━━━━━ RECORDED DATA
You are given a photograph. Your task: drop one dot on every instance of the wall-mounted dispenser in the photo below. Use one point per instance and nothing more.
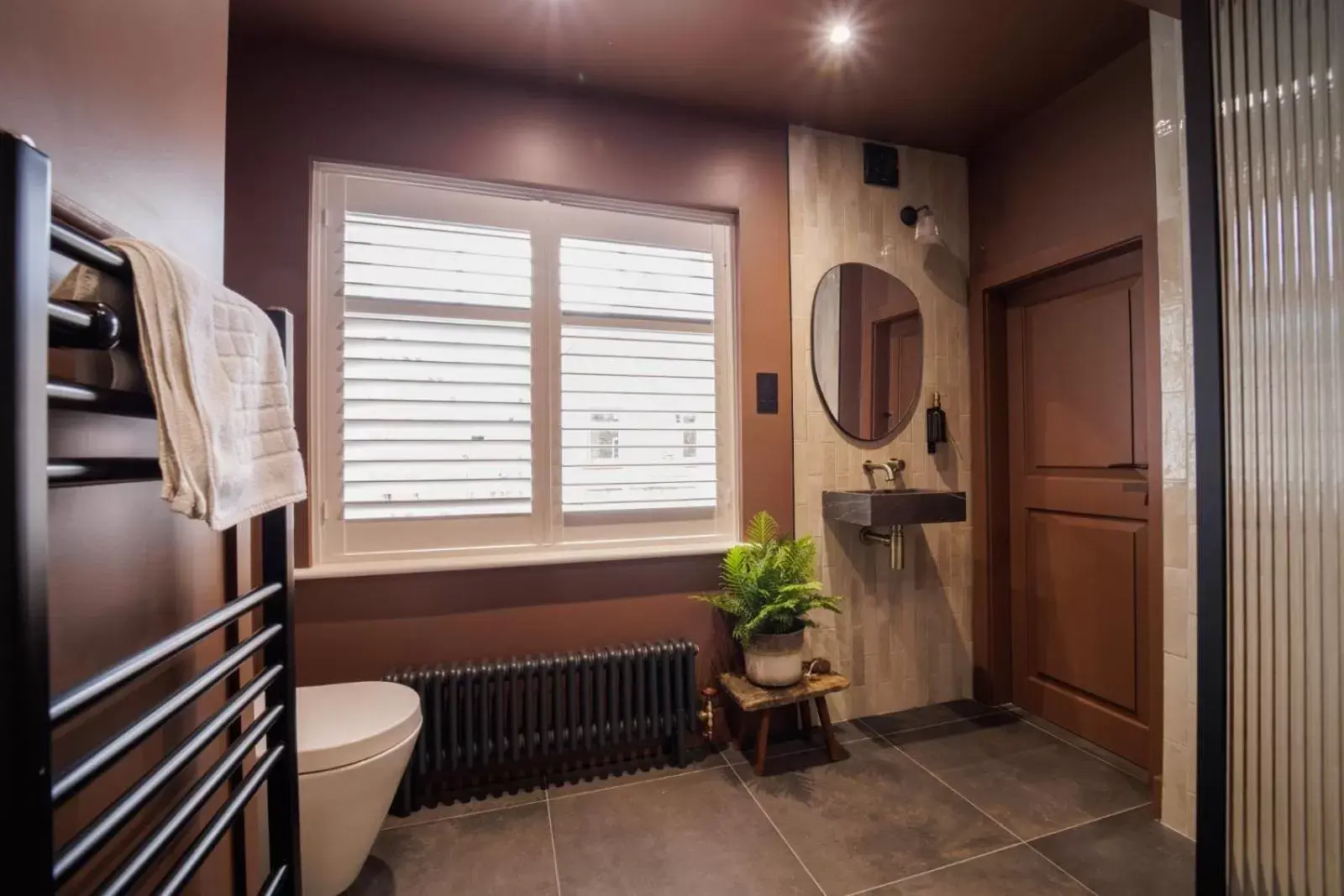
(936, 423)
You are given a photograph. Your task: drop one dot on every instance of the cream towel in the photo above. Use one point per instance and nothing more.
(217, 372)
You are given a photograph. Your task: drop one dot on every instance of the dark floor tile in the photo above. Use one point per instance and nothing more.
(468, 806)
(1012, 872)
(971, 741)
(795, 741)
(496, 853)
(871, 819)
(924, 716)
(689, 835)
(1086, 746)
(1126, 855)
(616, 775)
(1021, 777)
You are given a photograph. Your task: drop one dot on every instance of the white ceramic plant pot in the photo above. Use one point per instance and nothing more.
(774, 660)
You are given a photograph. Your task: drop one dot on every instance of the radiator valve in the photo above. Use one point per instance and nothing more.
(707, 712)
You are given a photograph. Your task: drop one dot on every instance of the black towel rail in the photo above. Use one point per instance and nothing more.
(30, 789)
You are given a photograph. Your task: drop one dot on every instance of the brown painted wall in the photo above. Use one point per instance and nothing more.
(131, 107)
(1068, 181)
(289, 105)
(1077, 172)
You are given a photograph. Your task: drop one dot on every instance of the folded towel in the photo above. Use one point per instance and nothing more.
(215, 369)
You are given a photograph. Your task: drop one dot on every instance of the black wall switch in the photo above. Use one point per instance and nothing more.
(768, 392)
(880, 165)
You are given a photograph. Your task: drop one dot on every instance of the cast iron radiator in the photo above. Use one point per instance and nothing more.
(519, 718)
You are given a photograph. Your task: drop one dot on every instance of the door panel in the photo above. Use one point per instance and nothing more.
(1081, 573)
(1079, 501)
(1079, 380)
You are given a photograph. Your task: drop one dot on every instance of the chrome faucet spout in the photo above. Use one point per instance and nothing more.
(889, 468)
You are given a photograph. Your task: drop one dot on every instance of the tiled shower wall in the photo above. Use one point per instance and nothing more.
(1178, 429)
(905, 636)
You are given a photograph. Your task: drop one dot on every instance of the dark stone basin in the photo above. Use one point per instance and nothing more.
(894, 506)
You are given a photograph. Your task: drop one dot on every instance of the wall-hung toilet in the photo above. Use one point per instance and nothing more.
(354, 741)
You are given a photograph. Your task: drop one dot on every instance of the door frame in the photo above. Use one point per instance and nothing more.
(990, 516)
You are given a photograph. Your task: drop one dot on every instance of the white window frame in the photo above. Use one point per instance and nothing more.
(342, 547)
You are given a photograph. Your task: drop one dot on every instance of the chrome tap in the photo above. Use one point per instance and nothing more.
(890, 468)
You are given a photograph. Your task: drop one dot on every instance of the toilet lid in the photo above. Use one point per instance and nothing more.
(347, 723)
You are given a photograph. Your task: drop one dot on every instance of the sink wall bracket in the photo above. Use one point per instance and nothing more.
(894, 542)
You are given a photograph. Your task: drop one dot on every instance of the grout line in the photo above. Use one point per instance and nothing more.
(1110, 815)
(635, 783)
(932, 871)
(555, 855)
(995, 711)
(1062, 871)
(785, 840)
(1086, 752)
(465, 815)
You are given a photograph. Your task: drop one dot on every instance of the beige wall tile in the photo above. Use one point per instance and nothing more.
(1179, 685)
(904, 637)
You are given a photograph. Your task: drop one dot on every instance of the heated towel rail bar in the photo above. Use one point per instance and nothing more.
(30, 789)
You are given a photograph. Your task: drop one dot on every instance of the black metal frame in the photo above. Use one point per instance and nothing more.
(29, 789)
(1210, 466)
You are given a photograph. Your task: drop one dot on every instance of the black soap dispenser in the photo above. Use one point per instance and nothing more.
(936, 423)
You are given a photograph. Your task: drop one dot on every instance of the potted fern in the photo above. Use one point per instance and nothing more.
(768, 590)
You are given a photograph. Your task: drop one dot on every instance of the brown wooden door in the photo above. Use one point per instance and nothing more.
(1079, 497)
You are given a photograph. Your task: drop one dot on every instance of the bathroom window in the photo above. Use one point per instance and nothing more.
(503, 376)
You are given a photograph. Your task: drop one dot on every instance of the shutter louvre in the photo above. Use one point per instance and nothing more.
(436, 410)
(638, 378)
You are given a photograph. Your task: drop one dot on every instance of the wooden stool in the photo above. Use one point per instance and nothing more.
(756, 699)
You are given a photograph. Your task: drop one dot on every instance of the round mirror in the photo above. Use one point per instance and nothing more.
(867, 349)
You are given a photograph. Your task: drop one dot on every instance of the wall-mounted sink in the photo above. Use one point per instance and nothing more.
━━━━━━━━━━
Leave the pictures out and copy the rest of the data exactly.

EXPECTED ANSWER
You are given a photograph. Your task: drop one dot on every instance of the wall-mounted dispenser in the photo below. Use one point per instance and nothing more.
(936, 423)
You are given a photograph. Your task: drop one dot on every instance of the cream towel in the photo above. Use one point per instance and nothing more.
(217, 372)
You are given a photograph. Your task: drop one dot on every instance of the dark floor tile in the photo above. Use one point per instance and nothing more.
(468, 806)
(1012, 872)
(971, 741)
(795, 741)
(496, 853)
(871, 819)
(924, 716)
(689, 835)
(1086, 746)
(1126, 855)
(616, 775)
(1021, 777)
You are given a photograph. Your task: drop one dot on every instance of the white ceramic plant pot in the photo above. Use one point per instance and nothing more.
(774, 660)
You are given a photograph. Your task: drop one dot on every instance of the radiator valve in the photo above. Use one point per instance and nothing more.
(707, 712)
You are given a photograph. Your task: drop one dot on every instance of the black towel rail in the photo above. Use one point per instance and nothing more.
(30, 789)
You are given a photograph. Your task: drop one dot on every instance of the brown painted wall in the photo above. Use one point per instance and nothing more.
(131, 107)
(1068, 181)
(289, 105)
(1077, 172)
You are given a photograph. Your task: drop one dot on every instance of the folded towel in the photo above. Use one point per instance and nothing more.
(215, 369)
You are given a photograph. Your task: drop one dot on every instance of the black wall switch in the photo above. Use one point per instance and nothing more.
(768, 392)
(880, 165)
You are given a photograph. Your task: drop one dot on every instance of the cast iron radiator in the photo above. Use one point per instance and nothing more.
(519, 718)
You are given a photograph. Your task: drop one dot on every instance of the door panel in the photo above. Use one point per instance and nothing more.
(1081, 573)
(1079, 501)
(1079, 380)
You are given a photograph. Your task: drop one dot on every instance of the chrome faucet spout in the photo above. Use one point per instance and nothing more.
(889, 468)
You are given a photograph. Your task: drop one dot on every instance of the tiled shower wall in the photo above. Use one point per instance and nothing more.
(1178, 429)
(905, 636)
You are given a photograph. Your task: drop one dot on every instance of the dark stone basin in the photo above. Use one point per instance and nothing more.
(894, 506)
You are given a photograph. Your task: drop one dot on every instance of the wall-hung toilet in the photo above. Use one point per instance and nothing more.
(354, 741)
You are given a photograph. Your task: drop one dot on every instance of the door frame in the photo above. Use one point per instance and nothing more.
(990, 516)
You are given a photograph. Your task: drop one dot on every instance of the white window frame in the photo above. Use one point per instance and nothing more.
(342, 547)
You are given a photograph. Your task: drop one dot on every instance of the chrome tap in the photo above. Use one point per instance and nothing more.
(890, 468)
You are given a photograph. Your task: drop one dot on every instance of the toilet lid in the photo above. Use one point per instance and nothing more.
(347, 723)
You are given a photograph. Your task: drop one dot on every instance of the sink wall bracket in the photo above. Use one point per instance and nothing more.
(894, 542)
You are given a photograph. Your task: drop one dot on every instance of the grout line in the photo above. Use one point per instance and nothing more.
(1110, 815)
(635, 783)
(932, 871)
(555, 855)
(995, 711)
(1062, 871)
(785, 840)
(1086, 752)
(465, 815)
You are given a photograph. Your task: drop one dot on every instance of the beige wall tile in the photo above. Use one point per instance and nothing more.
(1179, 685)
(904, 637)
You are given a photograph. Your task: drop one dot on every instance of the heated towel rail bar in the photo above. Use one point per instance and nothing more.
(30, 789)
You are given a photograph. Your task: drop one dot on every instance of the black metal frame in the photo above. Use one point per instance and nothing more.
(29, 789)
(1210, 466)
You are given a photograph. Your task: drop one dot on every instance of the black soap dispenser in the photo above. Use one point per instance and nothing more.
(936, 423)
You are given a photograph. Your task: drop one dot on every instance of the potted fern in the photo above. Use one point per instance and nothing more.
(768, 590)
You are given a photograph. Your task: drop one dot on every instance of the brown wooden door in the photo above. Use one point per instance and nothing more.
(1079, 497)
You are given a photograph. Your task: drop one dot on every instance of the bathroom window in the photo above. Use one point per instance and nothing more.
(503, 376)
You are given a photograph. Your task: drop one dot on every instance of the shutter louvre in the photo above. Use one point per instance and nothing more.
(436, 410)
(638, 378)
You are given a photograph. Your task: drop one dot on every instance of the wooden stool in the photo above. Use one point per instance and nothing more.
(756, 699)
You are given a photograph. Your task: drop one dot on every instance of the round mirror in the photo above. Use one point per instance and nothing more.
(867, 349)
You are given a photograph. Your task: drop one dot on every instance of the wall-mounted sink in the photo above. Use one point per instance and nothing more.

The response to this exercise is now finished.